--- Start Records to use ---

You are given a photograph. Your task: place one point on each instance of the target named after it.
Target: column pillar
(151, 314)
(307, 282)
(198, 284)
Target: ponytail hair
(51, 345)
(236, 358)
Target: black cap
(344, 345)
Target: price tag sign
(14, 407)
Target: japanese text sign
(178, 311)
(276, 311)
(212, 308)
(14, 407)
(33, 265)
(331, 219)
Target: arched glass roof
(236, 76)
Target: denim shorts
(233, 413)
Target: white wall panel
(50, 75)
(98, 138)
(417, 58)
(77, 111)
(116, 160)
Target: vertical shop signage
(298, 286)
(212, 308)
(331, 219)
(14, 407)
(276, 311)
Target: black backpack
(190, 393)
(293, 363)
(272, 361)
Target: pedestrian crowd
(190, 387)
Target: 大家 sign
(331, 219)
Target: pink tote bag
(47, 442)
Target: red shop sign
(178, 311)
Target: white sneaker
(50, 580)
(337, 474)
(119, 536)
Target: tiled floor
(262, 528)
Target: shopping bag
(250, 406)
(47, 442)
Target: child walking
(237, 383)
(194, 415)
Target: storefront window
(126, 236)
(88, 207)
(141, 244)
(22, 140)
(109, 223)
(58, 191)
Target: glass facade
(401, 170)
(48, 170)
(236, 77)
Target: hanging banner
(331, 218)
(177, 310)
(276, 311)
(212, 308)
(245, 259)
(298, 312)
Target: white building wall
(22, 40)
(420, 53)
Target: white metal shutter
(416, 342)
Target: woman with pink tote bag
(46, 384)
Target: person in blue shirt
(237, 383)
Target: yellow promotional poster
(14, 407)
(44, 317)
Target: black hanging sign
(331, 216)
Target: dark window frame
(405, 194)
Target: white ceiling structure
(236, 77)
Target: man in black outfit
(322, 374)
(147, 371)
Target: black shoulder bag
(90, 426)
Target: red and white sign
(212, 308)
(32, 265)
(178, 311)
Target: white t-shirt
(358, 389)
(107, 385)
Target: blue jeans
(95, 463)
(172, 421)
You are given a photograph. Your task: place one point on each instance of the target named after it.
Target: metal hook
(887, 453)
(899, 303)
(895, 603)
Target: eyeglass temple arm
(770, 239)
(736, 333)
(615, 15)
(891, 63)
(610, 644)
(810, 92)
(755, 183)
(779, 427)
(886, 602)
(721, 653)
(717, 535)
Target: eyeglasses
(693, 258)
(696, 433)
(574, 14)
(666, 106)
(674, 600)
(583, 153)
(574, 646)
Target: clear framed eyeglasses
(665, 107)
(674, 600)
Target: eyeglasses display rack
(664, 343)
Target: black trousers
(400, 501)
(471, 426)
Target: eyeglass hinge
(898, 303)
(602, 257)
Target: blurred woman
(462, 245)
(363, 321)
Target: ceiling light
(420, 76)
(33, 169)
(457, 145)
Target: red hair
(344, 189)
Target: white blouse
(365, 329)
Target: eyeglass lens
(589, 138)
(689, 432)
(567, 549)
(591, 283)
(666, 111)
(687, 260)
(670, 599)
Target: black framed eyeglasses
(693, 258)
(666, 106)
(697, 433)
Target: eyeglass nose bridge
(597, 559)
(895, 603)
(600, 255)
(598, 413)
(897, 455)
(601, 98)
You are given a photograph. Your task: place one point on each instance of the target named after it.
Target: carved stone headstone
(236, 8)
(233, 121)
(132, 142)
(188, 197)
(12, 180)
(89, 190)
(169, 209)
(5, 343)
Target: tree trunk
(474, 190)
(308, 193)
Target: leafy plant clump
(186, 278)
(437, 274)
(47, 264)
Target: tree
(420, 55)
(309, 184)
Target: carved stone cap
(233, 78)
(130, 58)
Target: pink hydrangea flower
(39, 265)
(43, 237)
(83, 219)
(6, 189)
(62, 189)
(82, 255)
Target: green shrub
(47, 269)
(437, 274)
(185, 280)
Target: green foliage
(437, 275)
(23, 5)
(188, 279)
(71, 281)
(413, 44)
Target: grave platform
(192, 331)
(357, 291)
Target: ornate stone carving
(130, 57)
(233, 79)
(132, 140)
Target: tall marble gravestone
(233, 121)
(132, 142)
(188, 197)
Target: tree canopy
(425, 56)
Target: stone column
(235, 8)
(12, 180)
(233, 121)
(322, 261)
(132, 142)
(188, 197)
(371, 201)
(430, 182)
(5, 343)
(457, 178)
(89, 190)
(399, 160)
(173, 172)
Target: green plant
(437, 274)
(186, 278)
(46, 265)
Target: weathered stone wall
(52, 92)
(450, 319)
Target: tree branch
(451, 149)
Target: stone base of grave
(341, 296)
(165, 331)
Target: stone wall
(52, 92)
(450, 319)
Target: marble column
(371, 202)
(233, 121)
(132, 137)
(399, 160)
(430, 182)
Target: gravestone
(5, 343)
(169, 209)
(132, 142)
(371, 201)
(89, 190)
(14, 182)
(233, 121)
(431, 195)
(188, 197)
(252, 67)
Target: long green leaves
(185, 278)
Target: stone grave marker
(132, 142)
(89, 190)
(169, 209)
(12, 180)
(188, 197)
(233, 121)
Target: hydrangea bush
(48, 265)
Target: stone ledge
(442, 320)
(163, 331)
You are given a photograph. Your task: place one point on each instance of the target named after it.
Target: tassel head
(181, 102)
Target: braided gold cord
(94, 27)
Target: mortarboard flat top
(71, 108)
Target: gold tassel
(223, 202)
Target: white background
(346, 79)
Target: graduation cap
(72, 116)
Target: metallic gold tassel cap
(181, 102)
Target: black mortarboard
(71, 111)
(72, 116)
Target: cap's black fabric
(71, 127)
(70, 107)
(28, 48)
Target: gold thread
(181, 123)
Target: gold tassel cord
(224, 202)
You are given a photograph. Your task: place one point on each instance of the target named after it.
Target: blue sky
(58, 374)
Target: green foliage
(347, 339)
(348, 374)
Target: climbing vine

--- End Records to use ---

* Exercise:
Rewrite all of the data above, replacing every "place one point" with "mark one point" and leaving everything else unchanged.

* Correct response:
You are given a photograph. Your task: mark one point on each instance of the target named after it.
Target: column pillar
(151, 314)
(307, 282)
(198, 284)
Target: ponytail hair
(51, 345)
(236, 358)
Target: black cap
(344, 345)
Target: price tag sign
(14, 407)
Target: japanese text sign
(178, 311)
(276, 311)
(212, 308)
(14, 407)
(33, 265)
(331, 219)
Target: arched glass roof
(236, 76)
Target: denim shorts
(233, 413)
Target: white wall panel
(50, 75)
(98, 138)
(417, 58)
(77, 111)
(116, 160)
Target: vertical shop signage
(298, 286)
(212, 308)
(331, 219)
(14, 407)
(276, 311)
Target: black backpack
(190, 393)
(293, 363)
(272, 361)
Target: pedestrian crowd
(190, 387)
Target: 大家 sign
(331, 219)
Target: pink tote bag
(47, 442)
Target: red shop sign
(178, 311)
Target: white sneaker
(50, 580)
(337, 474)
(119, 536)
Target: tiled floor
(262, 528)
Target: shopping bag
(250, 406)
(47, 442)
Target: child walking
(237, 383)
(194, 415)
Target: storefront window
(126, 236)
(88, 207)
(141, 244)
(22, 140)
(109, 223)
(58, 191)
Target: glass facade
(401, 170)
(48, 170)
(236, 77)
Target: hanging banner
(331, 218)
(177, 310)
(276, 311)
(212, 308)
(245, 259)
(298, 312)
Target: white building wall
(22, 40)
(420, 53)
Target: white metal shutter
(416, 342)
Target: woman with pink tote bag
(46, 384)
Target: person in blue shirt
(237, 383)
Target: yellow promotional poster
(14, 407)
(44, 317)
Target: black hanging sign
(331, 216)
Target: dark window frame
(405, 194)
Target: white ceiling structure
(236, 77)
Target: man in black outfit
(322, 374)
(147, 371)
Target: black shoulder bag
(90, 426)
Target: red and white sign
(212, 308)
(32, 265)
(178, 311)
Target: white t-shirt
(358, 389)
(107, 385)
Target: blue jeans
(95, 463)
(172, 421)
You are given a photograph. Your task: mark one point on each instance of the target named after it.
Target: metal hook
(887, 453)
(899, 303)
(895, 603)
Target: eyeglass temple arm
(770, 239)
(736, 333)
(615, 15)
(891, 63)
(610, 644)
(810, 92)
(755, 183)
(779, 427)
(886, 602)
(721, 653)
(717, 535)
Target: eyeglasses
(693, 258)
(696, 433)
(574, 14)
(666, 106)
(674, 600)
(583, 153)
(574, 646)
Target: clear framed eyeglasses
(665, 107)
(674, 600)
Target: eyeglasses display rack
(664, 343)
Target: black trousers
(400, 501)
(471, 426)
Target: eyeglass hinge
(898, 303)
(602, 257)
Target: blurred woman
(462, 245)
(363, 321)
Target: ceiling light
(420, 76)
(33, 169)
(457, 145)
Target: red hair
(344, 189)
Target: white blouse
(365, 329)
Target: eyeglass lens
(589, 138)
(689, 432)
(567, 549)
(591, 283)
(666, 111)
(687, 260)
(670, 599)
Target: black framed eyeglasses
(693, 258)
(666, 106)
(697, 433)
Target: eyeglass nose bridge
(597, 559)
(895, 603)
(600, 255)
(598, 413)
(897, 455)
(601, 98)
You are given a photograph. Your task: mark one point on each instance of the target named after it.
Target: carved stone headstone
(236, 8)
(233, 121)
(132, 142)
(188, 197)
(12, 180)
(89, 190)
(169, 209)
(5, 343)
Target: tree trunk
(474, 190)
(308, 193)
Target: leafy plant clump
(186, 278)
(437, 274)
(47, 264)
Target: tree
(420, 55)
(309, 184)
Target: carved stone cap
(233, 78)
(130, 58)
Target: pink hydrangea flower
(39, 265)
(43, 237)
(83, 219)
(6, 189)
(62, 189)
(82, 255)
Target: green shrub
(47, 269)
(437, 274)
(185, 280)
Target: green foliage
(437, 275)
(23, 5)
(188, 279)
(71, 281)
(413, 44)
Target: grave platform
(192, 331)
(357, 291)
Target: ornate stone carving
(130, 57)
(233, 79)
(132, 140)
Target: tall marble gravestone
(233, 121)
(132, 142)
(188, 197)
Target: tree canopy
(425, 56)
Target: stone column
(235, 8)
(12, 180)
(233, 121)
(322, 261)
(132, 142)
(188, 197)
(371, 201)
(430, 182)
(5, 343)
(457, 178)
(89, 190)
(399, 160)
(173, 172)
Target: green plant
(437, 274)
(186, 278)
(46, 265)
Target: weathered stone wall
(52, 92)
(450, 319)
Target: tree branch
(451, 149)
Target: stone base of grave
(341, 296)
(165, 331)
Target: stone wall
(52, 92)
(450, 319)
Target: marble column
(371, 202)
(233, 121)
(132, 137)
(399, 160)
(430, 182)
Target: gravestone
(5, 343)
(169, 209)
(132, 142)
(371, 201)
(89, 190)
(14, 182)
(233, 121)
(431, 195)
(188, 197)
(252, 67)
Target: long green leaves
(185, 278)
Target: stone grave marker
(132, 142)
(89, 190)
(169, 209)
(12, 180)
(188, 197)
(233, 121)
Target: hydrangea bush
(48, 265)
Target: stone ledge
(442, 320)
(163, 331)
You are given a photograph. Your task: mark one point on each instance of the target named after it.
Target: tassel head
(181, 102)
Target: braided gold cord
(94, 27)
Target: mortarboard flat top
(71, 108)
Target: gold tassel
(223, 202)
Target: white background
(346, 79)
Target: graduation cap
(72, 116)
Target: metallic gold tassel cap
(181, 102)
Target: black mortarboard
(71, 111)
(72, 116)
Target: cap's black fabric
(71, 127)
(70, 107)
(28, 48)
Target: gold thread
(181, 123)
Target: gold tassel cord
(224, 202)
You are given a photograph. Your task: mark one point on each instance of the target named after it.
Target: blue sky
(58, 374)
Target: green foliage
(347, 339)
(348, 374)
Target: climbing vine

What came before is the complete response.